(Items from a collection)
────────────────

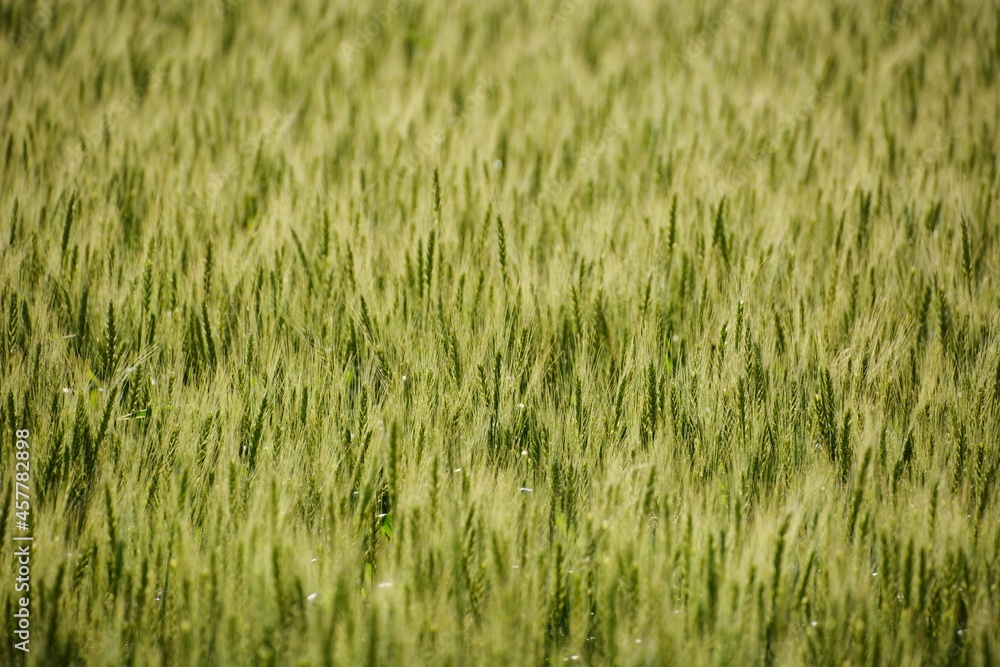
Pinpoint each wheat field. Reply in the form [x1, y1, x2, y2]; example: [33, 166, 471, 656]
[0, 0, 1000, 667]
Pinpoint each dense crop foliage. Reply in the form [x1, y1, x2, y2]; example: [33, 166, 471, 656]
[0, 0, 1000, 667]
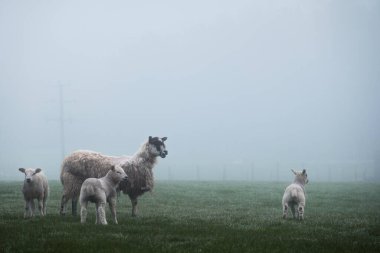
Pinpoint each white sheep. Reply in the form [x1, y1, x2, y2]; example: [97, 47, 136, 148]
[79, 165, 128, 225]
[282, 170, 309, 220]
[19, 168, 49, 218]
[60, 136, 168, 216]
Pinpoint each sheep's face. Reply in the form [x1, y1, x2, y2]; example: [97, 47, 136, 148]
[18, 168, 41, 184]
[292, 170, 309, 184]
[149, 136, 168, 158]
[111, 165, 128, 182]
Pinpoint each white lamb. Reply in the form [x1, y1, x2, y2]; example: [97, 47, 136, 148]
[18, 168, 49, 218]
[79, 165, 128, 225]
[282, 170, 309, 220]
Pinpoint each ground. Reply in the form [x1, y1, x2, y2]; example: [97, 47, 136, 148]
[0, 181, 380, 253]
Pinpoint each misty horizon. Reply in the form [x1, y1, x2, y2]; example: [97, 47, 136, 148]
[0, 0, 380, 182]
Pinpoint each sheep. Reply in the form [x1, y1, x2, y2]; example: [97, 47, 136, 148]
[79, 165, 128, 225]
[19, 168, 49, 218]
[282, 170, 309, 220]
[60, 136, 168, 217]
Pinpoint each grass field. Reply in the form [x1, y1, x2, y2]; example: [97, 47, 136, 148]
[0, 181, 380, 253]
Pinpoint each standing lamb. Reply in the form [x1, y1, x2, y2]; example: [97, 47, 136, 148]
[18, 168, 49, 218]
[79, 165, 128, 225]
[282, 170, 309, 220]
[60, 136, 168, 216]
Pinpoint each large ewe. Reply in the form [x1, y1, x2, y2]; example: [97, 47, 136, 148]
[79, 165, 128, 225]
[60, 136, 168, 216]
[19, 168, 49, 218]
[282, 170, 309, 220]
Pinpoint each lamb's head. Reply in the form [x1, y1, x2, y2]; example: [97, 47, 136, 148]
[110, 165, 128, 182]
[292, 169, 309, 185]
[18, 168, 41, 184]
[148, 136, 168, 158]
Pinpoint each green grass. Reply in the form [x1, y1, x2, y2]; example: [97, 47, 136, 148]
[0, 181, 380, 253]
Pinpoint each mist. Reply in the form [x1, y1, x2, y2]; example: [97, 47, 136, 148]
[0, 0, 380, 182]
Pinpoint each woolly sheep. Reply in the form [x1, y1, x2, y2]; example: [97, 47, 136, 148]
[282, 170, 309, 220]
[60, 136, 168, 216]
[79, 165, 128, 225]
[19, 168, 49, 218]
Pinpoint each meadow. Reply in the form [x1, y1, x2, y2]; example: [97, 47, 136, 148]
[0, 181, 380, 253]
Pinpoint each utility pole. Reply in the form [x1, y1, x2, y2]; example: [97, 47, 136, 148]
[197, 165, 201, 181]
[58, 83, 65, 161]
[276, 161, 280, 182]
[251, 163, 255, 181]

────────────────

◆ WHAT YOU WILL DO: Starting with the line containing "Pinpoint each large" and going on through the end of the items, write those lines out again, requests included, with every bounding-box coordinate in the answers multiplied by 0.3 and rounded to a whole number, halves rounded up. Leave the numbers in the requests and their sample boxes unchanged.

◆ TASK RESPONSE:
Pinpoint each large ewe. Reply in the form [x1, y1, x2, y2]; example: [97, 47, 136, 148]
[24, 50, 38, 68]
[18, 41, 50, 65]
[6, 50, 15, 65]
[85, 51, 93, 66]
Pinpoint each lamb's head. Reply in the form [x1, y1, x2, y2]; example: [97, 47, 136, 148]
[33, 50, 38, 55]
[88, 51, 93, 56]
[5, 50, 12, 55]
[44, 41, 50, 47]
Pinpoint each green grass. Reply in the form [x1, y1, x2, y2]; example: [97, 47, 136, 148]
[0, 54, 114, 76]
Pinpoint each mist. Reply in the form [x1, y1, x2, y2]; example: [97, 47, 136, 148]
[0, 0, 114, 55]
Pinpoint each woolly sheep. Reply in the form [x1, y1, x2, y2]; example: [97, 47, 136, 148]
[85, 51, 93, 66]
[18, 41, 50, 65]
[24, 50, 38, 68]
[6, 50, 15, 65]
Pinpoint each meadow. Reply in the form [x1, y1, x2, y2]; example: [97, 47, 136, 148]
[0, 54, 114, 76]
Pinpoint each utility pole. Reply in the form [x1, y1, x2, y2]; example: [97, 47, 136, 148]
[59, 50, 60, 54]
[17, 25, 20, 48]
[83, 48, 84, 55]
[75, 49, 77, 54]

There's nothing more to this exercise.